# YOUR INSTRUCTIONS
Name every place mentioned in the passage about Nawas selling a kidney.

# PASSAGE
Then his landlord demanded payment, and Nawas had only two things of any value to sell: his children or his own body parts. He chose the latter. He contracted with a local broker to sell a kidney to a “transplant tourist,” most likely someone from Europe, Australia, or the United States who needed a kidney and was willing to pay. Nawas now sports a foot-long scar on his lower back, acquired at a “kidney center.” In return, he was paid around $1,600. But he’s now less able to work, because his strength and stamina are not what they used to be.

Nawas explained his decision this way: “I am helpless. Should I sell my children? Should I go sell my children? So, it’s better I sell my kidney.”

# DATA SHOWN
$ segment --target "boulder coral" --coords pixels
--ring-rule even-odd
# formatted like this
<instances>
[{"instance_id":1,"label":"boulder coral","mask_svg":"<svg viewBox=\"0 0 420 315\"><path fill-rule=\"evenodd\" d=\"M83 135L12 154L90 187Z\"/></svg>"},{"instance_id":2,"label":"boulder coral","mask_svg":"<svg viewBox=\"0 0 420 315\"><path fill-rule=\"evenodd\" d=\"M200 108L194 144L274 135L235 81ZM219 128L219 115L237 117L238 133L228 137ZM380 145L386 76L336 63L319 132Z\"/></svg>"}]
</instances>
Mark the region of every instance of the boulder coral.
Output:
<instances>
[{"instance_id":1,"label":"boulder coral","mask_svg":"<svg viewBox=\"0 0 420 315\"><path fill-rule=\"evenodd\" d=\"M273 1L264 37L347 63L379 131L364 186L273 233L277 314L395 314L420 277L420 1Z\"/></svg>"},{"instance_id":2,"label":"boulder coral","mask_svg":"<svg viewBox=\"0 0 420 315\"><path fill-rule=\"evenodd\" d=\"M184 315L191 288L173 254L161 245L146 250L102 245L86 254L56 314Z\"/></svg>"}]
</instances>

# RESULT FOR THIS EXERCISE
Europe, Australia, the United States